What you have to do - I would like every record printed again, exactly as shown.

Information shown -
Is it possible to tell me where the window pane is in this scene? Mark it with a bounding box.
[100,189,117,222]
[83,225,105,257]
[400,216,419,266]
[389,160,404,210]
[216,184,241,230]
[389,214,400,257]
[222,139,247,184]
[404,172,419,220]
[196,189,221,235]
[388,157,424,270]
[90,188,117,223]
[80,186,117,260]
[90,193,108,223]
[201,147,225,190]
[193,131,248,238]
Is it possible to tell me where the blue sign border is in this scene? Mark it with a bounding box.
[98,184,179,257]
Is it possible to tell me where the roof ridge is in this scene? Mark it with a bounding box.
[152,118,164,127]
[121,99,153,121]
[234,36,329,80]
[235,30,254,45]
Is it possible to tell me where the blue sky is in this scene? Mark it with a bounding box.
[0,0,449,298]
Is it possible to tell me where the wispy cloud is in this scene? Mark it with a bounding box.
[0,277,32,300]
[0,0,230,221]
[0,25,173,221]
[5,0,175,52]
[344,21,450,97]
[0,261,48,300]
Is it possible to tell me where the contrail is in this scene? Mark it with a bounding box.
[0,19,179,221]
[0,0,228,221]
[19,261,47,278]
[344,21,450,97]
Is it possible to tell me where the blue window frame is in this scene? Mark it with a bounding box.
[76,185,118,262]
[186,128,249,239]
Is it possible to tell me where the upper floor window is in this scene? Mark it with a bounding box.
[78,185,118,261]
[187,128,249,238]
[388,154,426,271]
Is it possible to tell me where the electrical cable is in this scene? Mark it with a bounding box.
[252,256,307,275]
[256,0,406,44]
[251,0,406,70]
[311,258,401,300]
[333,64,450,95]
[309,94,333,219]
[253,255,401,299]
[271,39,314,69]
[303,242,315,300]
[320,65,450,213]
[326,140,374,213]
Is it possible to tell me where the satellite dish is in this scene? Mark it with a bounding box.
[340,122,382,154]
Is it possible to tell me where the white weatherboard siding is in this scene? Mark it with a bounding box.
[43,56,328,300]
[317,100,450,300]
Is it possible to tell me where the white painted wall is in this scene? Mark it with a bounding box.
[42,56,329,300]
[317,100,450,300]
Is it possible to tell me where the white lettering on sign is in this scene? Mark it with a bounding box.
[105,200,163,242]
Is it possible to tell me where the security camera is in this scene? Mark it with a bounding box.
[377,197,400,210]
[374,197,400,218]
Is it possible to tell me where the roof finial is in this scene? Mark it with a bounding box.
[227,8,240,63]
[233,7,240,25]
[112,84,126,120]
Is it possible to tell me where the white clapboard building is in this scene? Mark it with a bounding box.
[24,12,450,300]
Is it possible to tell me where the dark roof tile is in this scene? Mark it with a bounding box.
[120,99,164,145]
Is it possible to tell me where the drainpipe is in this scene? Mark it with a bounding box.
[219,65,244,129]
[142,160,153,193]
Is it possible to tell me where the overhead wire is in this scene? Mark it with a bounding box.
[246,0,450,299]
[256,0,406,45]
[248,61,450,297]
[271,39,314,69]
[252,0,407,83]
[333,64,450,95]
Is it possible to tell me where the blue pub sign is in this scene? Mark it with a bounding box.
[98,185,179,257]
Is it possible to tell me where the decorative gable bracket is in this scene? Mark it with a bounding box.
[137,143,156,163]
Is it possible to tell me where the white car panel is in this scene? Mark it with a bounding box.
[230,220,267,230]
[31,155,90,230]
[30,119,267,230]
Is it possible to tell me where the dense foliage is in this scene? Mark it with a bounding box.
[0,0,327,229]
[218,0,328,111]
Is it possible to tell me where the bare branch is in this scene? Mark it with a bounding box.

Response -
Is it possible to tell me where the window pane is in this scene? Mark it with a bounding box.
[100,189,117,222]
[83,225,105,257]
[400,216,419,266]
[389,160,404,210]
[216,184,241,230]
[389,214,400,257]
[222,139,247,184]
[404,172,419,220]
[196,189,221,235]
[388,157,424,270]
[90,188,117,223]
[80,186,117,260]
[90,193,108,223]
[201,147,225,190]
[193,131,248,238]
Is it possible to tell me where the blue sign border is in this scene? Mark it with a bounding box.
[98,184,179,257]
Is it possible to tell me where the roof ridge is in this scene? Mark it with a bounding box.
[152,118,164,127]
[121,99,153,121]
[234,36,329,80]
[235,30,254,45]
Is it possible to tell me where the blue sky is in this scene? Mark it with a bounding box.
[0,0,449,298]
Is it possible to tell me where the wispy cloud is in this scene? Mark it with a bounding box.
[0,277,32,300]
[0,0,230,221]
[0,25,173,221]
[5,0,175,52]
[344,21,450,97]
[0,261,48,300]
Is it possible to tell me where the contrail is in this scene? Mark it with a bounding box.
[0,19,179,221]
[0,0,228,221]
[19,261,47,278]
[344,21,450,97]
Is it possible to tell me where the blue window frame is in this scene? Mark it with a bounding box.
[76,185,118,262]
[186,128,249,239]
Is it possible to tell me where the upper floor window is in this scene? Mark it with a bounding box.
[78,185,118,261]
[187,128,249,238]
[388,154,426,271]
Is it possible to tell me where the electrical cable is in this scene? Mark it with a bounding box.
[252,256,307,275]
[256,0,406,44]
[251,0,406,70]
[311,258,401,300]
[333,64,450,95]
[309,94,333,219]
[253,255,401,299]
[271,39,314,69]
[303,242,315,300]
[320,65,450,213]
[326,140,374,213]
Is it possible to tell me where the satellite dish is in this scene? Mark it with a bounding box.
[340,122,382,154]
Is it possible to tell me where the white weatherboard siding is in this scene? Mark it with a bounding box.
[43,56,328,300]
[317,100,450,300]
Is it possible to tell me where the white painted wall is in this scene? Mark it with a bounding box.
[42,56,329,300]
[317,100,450,300]
Is it possible to tell me where the white lettering on sign is in this scene? Mark it with a bounding box.
[105,200,163,242]
Is it possible to tell me where the security camera is in this scene? Mark it with a bounding box.
[377,197,400,210]
[374,197,400,218]
Is it possible to tell me where the roof finial is in this scene? Mark it with a bounding box.
[227,8,240,63]
[233,7,240,25]
[112,84,126,120]
Is it possible to tell me where the white clapboard building is in this scene? Mark it with a bounding box.
[24,12,450,300]
Is it possible to tell me where the dark roof tile is in this scene? Mark it with a bounding box.
[120,99,164,145]
Is it possible to tell me where the drainpipe is in this scene? Mark it with a bounding box.
[219,65,244,129]
[142,160,153,193]
Is it possible to tell me where the overhead wire is in this scene? Mark it with a bounding box.
[246,0,450,299]
[256,0,406,45]
[248,61,450,297]
[271,39,314,69]
[252,0,407,83]
[333,64,450,95]
Is it possible to tell me where the blue pub sign is in this scene? Mark it with a bounding box.
[98,185,179,257]
Is it possible to tell me where the decorative gable bracket is in this scene? Mark it with a bounding box.
[137,143,156,163]
Is it possible to tell me where the white car panel is in this scene? Mark it with a bounding box.
[230,220,267,230]
[31,155,90,230]
[30,119,267,230]
Is it possible to tell me where the dense foliage is in this scene? Mark it with a bounding box.
[0,0,327,229]
[218,0,328,111]
Is it possible to tell me where the bare branch is in this scene? Mark it with a bounding box.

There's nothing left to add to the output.